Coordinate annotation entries
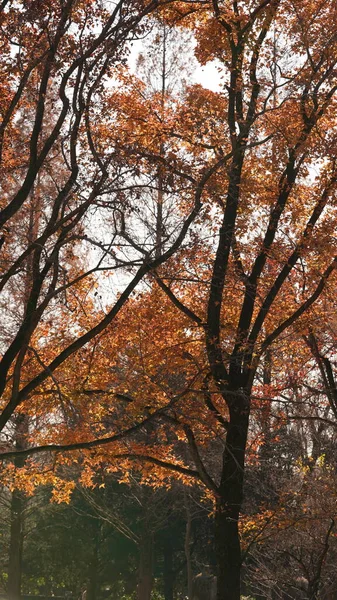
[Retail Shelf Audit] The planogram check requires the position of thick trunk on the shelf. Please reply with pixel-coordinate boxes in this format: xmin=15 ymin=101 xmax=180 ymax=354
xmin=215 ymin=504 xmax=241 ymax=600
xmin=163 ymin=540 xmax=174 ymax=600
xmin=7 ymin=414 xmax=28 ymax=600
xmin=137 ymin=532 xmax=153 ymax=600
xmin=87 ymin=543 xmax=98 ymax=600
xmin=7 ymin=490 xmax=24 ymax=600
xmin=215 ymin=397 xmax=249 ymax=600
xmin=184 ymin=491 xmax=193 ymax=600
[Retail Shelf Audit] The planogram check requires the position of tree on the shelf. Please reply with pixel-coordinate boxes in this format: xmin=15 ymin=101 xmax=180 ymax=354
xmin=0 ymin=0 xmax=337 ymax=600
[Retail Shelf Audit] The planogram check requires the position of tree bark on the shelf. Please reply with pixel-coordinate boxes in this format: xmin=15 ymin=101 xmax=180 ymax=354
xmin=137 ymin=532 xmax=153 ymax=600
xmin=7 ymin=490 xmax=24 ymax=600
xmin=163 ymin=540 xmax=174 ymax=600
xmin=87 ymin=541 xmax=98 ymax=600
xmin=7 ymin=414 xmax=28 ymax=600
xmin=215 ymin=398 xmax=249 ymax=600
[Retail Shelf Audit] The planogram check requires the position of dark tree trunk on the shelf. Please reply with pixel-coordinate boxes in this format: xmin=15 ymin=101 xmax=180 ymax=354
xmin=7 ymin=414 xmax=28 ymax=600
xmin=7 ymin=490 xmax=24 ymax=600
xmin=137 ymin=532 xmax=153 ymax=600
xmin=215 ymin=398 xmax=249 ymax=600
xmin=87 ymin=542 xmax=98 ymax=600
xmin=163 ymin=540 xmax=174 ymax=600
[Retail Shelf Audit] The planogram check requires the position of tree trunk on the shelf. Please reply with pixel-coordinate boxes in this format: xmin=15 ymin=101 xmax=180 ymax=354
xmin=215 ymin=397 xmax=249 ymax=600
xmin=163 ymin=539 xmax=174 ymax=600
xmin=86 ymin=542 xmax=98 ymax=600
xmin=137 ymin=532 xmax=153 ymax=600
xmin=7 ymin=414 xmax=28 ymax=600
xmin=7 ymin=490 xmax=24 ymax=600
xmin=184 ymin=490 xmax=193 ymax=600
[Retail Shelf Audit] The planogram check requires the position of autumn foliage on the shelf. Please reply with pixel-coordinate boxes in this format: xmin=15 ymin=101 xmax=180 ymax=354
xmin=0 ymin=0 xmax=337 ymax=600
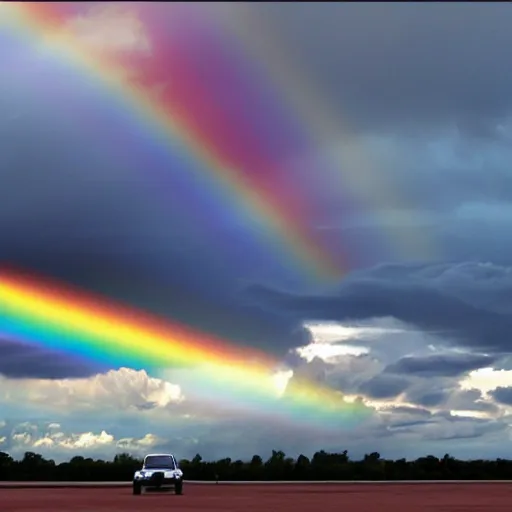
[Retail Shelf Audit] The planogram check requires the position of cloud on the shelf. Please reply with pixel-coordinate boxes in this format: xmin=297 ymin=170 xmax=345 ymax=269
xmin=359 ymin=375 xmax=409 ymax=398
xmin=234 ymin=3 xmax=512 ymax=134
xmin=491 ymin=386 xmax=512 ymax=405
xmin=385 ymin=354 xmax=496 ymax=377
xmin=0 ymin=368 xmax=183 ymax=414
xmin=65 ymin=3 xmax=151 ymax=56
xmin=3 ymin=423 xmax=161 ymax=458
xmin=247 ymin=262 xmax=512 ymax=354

_WHAT THIS TASK INVOLVES_
Output the entries above as a two-column CSV with the columns instruction and boxes, one row per entry. Put each entry's text and its answer in a single quoted field apiece, replace line breaks with spaces, and leave out the pictures.

_CORRECT RESPONSE_
instruction,boxes
"[Retail Shelf Audit] The planogram check requires the position of thick trunk on the shelf. Please reply with pixel-coordinate boxes in this format: xmin=15 ymin=101 xmax=180 ymax=354","xmin=215 ymin=504 xmax=241 ymax=600 xmin=163 ymin=540 xmax=174 ymax=600 xmin=7 ymin=414 xmax=28 ymax=600 xmin=137 ymin=532 xmax=153 ymax=600 xmin=87 ymin=543 xmax=98 ymax=600 xmin=7 ymin=490 xmax=24 ymax=600 xmin=215 ymin=397 xmax=249 ymax=600 xmin=184 ymin=491 xmax=193 ymax=600"
"[Retail Shelf Audit] The planogram check requires the position of tree on the shelf. Please reply with pixel-coordinate boxes in this format: xmin=15 ymin=101 xmax=180 ymax=354","xmin=0 ymin=0 xmax=337 ymax=600"
"[Retail Shelf Audit] The planogram check requires the position of tree bark on the shelf. Please reply with pixel-coordinate boxes in this format: xmin=15 ymin=101 xmax=180 ymax=354","xmin=137 ymin=532 xmax=153 ymax=600 xmin=7 ymin=490 xmax=24 ymax=600 xmin=163 ymin=540 xmax=174 ymax=600 xmin=87 ymin=541 xmax=98 ymax=600 xmin=7 ymin=414 xmax=28 ymax=600 xmin=215 ymin=398 xmax=249 ymax=600"
"[Retail Shelf Audit] The planogram check requires the position of dark tree trunk on the shelf. Please reply with pixel-coordinate boxes in this format: xmin=15 ymin=101 xmax=180 ymax=354","xmin=7 ymin=414 xmax=28 ymax=600 xmin=7 ymin=490 xmax=24 ymax=600 xmin=137 ymin=532 xmax=153 ymax=600 xmin=215 ymin=398 xmax=249 ymax=600 xmin=87 ymin=542 xmax=98 ymax=600 xmin=163 ymin=540 xmax=174 ymax=600"
"[Retail Shelf Audit] The planogram check requires the position of tree trunk on the shelf. Please reply with pixel-coordinate boxes in this format: xmin=15 ymin=101 xmax=180 ymax=354","xmin=215 ymin=397 xmax=249 ymax=600 xmin=163 ymin=539 xmax=174 ymax=600 xmin=86 ymin=542 xmax=98 ymax=600 xmin=137 ymin=532 xmax=153 ymax=600 xmin=7 ymin=414 xmax=28 ymax=600 xmin=7 ymin=490 xmax=24 ymax=600 xmin=184 ymin=490 xmax=193 ymax=600"
"[Retail Shelf Audit] The planogram check requires the position of autumn foliage on the shelf. Please reply with pixel-coordinate boxes in this format: xmin=15 ymin=101 xmax=180 ymax=354","xmin=0 ymin=0 xmax=337 ymax=600"
"[Retail Shelf Audit] The planogram check requires the position of cloud on the shelf. Please reply with pixel-coordinate boxes in this format: xmin=297 ymin=170 xmax=345 ymax=269","xmin=359 ymin=375 xmax=409 ymax=398 xmin=234 ymin=3 xmax=512 ymax=134 xmin=491 ymin=386 xmax=512 ymax=405 xmin=385 ymin=354 xmax=496 ymax=377 xmin=0 ymin=368 xmax=183 ymax=414 xmin=65 ymin=3 xmax=151 ymax=56 xmin=3 ymin=423 xmax=161 ymax=458 xmin=247 ymin=262 xmax=512 ymax=354"